╭─ Data provided

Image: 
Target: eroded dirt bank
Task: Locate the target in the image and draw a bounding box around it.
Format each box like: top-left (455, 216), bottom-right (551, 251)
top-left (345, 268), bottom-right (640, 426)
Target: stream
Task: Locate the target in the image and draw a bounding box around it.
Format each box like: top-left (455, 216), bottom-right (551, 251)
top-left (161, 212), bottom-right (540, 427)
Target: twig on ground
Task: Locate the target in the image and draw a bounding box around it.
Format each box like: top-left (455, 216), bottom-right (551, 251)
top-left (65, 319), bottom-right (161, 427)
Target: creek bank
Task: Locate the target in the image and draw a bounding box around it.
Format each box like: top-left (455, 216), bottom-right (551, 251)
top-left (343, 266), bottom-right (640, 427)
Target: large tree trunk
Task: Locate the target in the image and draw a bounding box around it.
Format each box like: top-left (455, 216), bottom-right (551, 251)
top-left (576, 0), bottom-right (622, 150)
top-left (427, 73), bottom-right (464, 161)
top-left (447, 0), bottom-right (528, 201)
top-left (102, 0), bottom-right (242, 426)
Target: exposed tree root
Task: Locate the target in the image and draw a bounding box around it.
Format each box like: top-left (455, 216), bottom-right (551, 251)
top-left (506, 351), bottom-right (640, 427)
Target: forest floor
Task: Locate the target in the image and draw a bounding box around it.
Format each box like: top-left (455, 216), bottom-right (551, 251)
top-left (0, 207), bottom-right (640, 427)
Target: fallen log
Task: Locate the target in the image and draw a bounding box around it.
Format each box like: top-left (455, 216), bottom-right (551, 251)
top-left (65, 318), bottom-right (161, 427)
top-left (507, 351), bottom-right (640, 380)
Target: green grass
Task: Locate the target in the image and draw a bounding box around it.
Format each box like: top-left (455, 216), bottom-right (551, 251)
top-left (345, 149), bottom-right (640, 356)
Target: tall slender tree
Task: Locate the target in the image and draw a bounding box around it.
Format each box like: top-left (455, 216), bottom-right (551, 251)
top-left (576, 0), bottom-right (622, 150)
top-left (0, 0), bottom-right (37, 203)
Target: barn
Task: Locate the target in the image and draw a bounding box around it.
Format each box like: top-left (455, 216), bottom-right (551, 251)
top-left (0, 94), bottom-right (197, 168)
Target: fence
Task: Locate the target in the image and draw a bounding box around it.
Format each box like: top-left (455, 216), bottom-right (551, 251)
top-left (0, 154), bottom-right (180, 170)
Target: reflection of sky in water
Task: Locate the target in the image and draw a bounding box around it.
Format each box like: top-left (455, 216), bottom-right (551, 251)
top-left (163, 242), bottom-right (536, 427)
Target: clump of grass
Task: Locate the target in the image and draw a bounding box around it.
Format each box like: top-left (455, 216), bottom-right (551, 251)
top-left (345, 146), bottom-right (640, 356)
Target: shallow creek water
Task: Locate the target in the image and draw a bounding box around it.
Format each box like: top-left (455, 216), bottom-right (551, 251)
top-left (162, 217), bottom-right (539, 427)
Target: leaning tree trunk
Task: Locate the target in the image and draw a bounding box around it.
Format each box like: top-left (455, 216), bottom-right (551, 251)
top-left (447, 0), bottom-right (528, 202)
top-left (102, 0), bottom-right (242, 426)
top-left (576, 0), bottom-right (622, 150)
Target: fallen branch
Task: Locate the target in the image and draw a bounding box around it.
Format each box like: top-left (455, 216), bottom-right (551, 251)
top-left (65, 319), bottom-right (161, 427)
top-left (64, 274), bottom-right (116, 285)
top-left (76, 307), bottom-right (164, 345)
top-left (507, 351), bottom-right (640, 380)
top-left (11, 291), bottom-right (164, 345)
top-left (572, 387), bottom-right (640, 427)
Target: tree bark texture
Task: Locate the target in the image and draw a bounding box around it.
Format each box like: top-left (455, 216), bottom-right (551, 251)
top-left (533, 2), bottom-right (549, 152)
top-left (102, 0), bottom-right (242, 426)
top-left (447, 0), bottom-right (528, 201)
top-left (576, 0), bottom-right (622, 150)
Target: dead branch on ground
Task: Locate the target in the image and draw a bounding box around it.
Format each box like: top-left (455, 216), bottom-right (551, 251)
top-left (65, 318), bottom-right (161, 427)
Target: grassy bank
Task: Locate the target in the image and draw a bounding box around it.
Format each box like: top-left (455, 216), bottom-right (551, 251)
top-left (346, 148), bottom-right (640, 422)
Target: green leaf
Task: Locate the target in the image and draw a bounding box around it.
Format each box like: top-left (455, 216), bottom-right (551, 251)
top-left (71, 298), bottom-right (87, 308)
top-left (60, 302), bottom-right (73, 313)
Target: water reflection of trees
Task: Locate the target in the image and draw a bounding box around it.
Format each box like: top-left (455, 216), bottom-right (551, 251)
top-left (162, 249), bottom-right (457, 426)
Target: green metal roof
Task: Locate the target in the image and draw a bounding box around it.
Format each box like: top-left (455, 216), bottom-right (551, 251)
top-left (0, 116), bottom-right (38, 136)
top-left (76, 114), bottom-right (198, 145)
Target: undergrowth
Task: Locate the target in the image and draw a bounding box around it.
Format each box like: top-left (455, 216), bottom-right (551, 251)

╰─

What the task asks: Show each line from the rows above that contains the string "trunk", matching case exactly.

Written reply:
Target: large tree trunk
Target: leaning tree trunk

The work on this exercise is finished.